= Directive =
Reproduce the passage of the speech recognition patent claims below, starting at "1. A system" and ending at "set of said compressed variance vectors.".

= Excerpted text =
1. A system for implementing a speech recognition engine, comprising:
acoustic models that said speech recognition engine utilizes to perform speech recognition procedures; and
an acoustic model optimizer that performs a vector quantization procedure upon original variance vectors initially associated with said acoustic models, said vector quantization procedure producing a number of compressed variance vectors less than the number of said original variance vectors, said compressed variance vectors then being used in said acoustic models in place of said original variance vectors.
2. The system of claim 1 wherein said vector quantization procedure is performed as a block vector quantization procedure that operates upon all of said original variance vectors to produce a set of said compressed variance vectors.
3. The system of claim 1 wherein said vector quantization procedure is performed as a plurality of subgroup vector quantization procedures that each operates upon a different subgroup of said original variance vectors to produce corresponding subgroups of said compressed variance vectors.
4. The system of claim 1 wherein said acoustic models represent phones from a phone set utilized by said speech recognition engine.
5. The system of claim 1 wherein said original variance vectors and said compressed variance vectors are each implemented to include a different set of individual variance parameters.

= Records =
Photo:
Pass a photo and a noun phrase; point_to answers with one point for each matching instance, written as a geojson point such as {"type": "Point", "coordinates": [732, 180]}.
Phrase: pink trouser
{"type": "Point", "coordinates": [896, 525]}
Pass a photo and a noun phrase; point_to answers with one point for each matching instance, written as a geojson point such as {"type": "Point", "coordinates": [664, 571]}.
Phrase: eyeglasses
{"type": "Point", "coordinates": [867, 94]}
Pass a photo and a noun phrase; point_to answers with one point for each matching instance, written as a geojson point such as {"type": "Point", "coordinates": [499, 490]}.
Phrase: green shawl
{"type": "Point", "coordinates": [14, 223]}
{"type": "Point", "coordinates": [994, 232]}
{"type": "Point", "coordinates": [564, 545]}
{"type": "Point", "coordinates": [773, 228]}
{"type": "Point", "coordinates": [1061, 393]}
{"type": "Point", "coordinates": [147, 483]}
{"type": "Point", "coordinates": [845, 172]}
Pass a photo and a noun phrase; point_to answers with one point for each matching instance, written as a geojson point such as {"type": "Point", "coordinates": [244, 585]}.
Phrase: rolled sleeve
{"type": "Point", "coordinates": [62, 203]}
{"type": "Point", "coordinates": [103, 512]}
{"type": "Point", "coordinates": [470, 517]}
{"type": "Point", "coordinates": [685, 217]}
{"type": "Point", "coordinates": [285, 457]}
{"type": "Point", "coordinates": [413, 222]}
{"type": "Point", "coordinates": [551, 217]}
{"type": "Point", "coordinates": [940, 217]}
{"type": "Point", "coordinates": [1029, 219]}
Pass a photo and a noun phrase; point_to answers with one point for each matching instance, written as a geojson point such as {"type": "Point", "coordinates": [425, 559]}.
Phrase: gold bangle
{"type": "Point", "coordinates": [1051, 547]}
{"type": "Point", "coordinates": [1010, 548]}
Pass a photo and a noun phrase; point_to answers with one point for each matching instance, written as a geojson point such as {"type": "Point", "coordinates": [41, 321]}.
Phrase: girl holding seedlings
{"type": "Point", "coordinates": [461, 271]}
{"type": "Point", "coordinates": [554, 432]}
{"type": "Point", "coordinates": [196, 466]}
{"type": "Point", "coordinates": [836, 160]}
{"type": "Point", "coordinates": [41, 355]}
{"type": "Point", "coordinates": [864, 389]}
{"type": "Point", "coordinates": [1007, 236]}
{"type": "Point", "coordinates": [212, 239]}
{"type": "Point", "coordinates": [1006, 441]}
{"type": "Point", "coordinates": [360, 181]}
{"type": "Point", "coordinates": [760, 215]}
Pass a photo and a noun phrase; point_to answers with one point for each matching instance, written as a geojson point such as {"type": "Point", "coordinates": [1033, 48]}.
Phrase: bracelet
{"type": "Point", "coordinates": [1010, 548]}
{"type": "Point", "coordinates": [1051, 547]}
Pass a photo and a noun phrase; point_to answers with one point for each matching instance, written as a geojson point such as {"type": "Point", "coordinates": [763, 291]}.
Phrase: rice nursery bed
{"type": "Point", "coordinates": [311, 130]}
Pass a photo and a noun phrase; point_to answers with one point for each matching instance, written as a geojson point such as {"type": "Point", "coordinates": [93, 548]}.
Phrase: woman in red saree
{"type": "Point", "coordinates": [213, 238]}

= Task solution =
1. A system for implementing a speech recognition engine, comprising:
acoustic models that said speech recognition engine utilizes to perform speech recognition procedures; and
an acoustic model optimizer that performs a vector quantization procedure upon original variance vectors initially associated with said acoustic models, said vector quantization procedure producing a number of compressed variance vectors less than the number of said original variance vectors, said compressed variance vectors then being used in said acoustic models in place of said original variance vectors.
2. The system of claim 1 wherein said vector quantization procedure is performed as a block vector quantization procedure that operates upon all of said original variance vectors to produce a set of said compressed variance vectors.